• What the exercise asks: Once you find the line containing "Could you please locate the window", output it and every line after it to the end of the records, exactly.

Image-backed grounding data
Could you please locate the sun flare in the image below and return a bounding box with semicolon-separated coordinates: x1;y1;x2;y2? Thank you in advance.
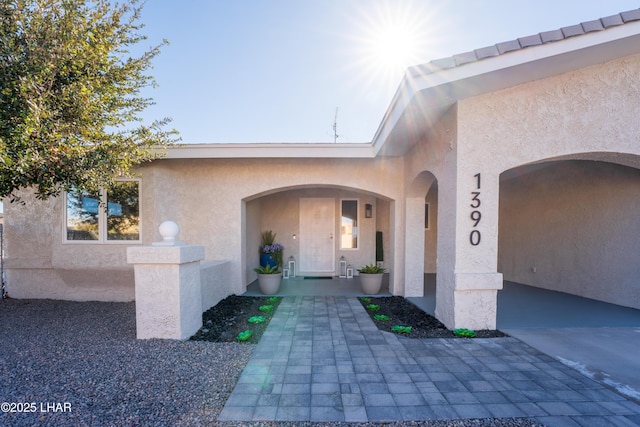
349;1;437;90
366;19;423;76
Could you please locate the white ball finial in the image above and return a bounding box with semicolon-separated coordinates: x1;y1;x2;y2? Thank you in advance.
158;221;179;242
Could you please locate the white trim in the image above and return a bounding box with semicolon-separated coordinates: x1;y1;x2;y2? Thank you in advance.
163;142;375;159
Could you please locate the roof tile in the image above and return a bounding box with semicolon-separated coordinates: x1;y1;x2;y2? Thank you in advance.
540;29;565;43
561;24;585;38
601;14;624;28
496;39;521;54
581;19;604;33
429;56;457;70
621;9;640;22
453;51;478;66
474;45;500;60
405;8;640;77
518;34;543;48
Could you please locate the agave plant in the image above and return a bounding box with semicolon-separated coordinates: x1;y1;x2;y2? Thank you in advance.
391;325;412;334
236;330;254;341
357;263;385;274
454;328;476;338
248;316;265;324
254;264;280;275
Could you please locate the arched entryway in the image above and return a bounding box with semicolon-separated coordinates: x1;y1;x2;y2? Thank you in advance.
404;171;438;298
498;157;640;325
242;185;395;294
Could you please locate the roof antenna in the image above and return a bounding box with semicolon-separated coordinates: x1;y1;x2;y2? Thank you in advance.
333;107;339;143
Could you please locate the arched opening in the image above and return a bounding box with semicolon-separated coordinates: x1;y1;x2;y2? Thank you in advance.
242;185;394;295
404;170;438;304
498;158;640;326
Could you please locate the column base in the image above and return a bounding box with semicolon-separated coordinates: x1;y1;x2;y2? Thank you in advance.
436;272;503;330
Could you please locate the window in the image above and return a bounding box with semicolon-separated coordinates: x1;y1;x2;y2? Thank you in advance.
340;200;358;249
425;203;430;230
65;180;140;243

• Result:
Could you please locate the window in the image above and return a bounding box with semicolon-separated coordinates: x1;y1;x2;y2? Thank you in advance.
340;200;358;249
425;203;430;230
65;180;140;243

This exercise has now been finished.